> [Data listing]

○ ○ ○ ○ ○ ○ ○

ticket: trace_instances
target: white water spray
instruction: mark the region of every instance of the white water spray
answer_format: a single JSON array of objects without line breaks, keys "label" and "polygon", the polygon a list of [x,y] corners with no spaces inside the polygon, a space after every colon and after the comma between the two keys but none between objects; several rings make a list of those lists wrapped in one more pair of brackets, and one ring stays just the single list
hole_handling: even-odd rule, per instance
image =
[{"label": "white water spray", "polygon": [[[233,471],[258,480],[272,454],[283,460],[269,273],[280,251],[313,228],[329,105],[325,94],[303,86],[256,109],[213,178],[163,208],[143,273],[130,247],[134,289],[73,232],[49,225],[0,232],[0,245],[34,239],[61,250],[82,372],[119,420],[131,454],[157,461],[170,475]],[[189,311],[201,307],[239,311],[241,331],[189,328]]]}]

○ ○ ○ ○ ○ ○ ○

Copy every item above, character for character.

ticket: trace_instances
target: white water spray
instruction: mark the region of every instance of the white water spray
answer_format: a single JSON array of objects without line breaks, keys "label" and "polygon", the polygon a list of [x,y] corners with no spaces inside the polygon, a space after every colon and after the comma between the two keys but none between objects; several rings make a list of those lists wrapped in one more pair of brackets, and one ring stays just the single list
hole_handling: even-odd rule, per instance
image =
[{"label": "white water spray", "polygon": [[[233,471],[258,480],[272,454],[283,460],[269,273],[280,251],[313,228],[329,105],[325,94],[303,86],[256,109],[213,178],[163,208],[143,273],[130,247],[134,289],[73,232],[49,225],[0,232],[0,245],[34,239],[61,250],[82,372],[119,420],[131,454],[157,461],[170,475]],[[189,311],[201,307],[239,311],[241,331],[189,328]]]}]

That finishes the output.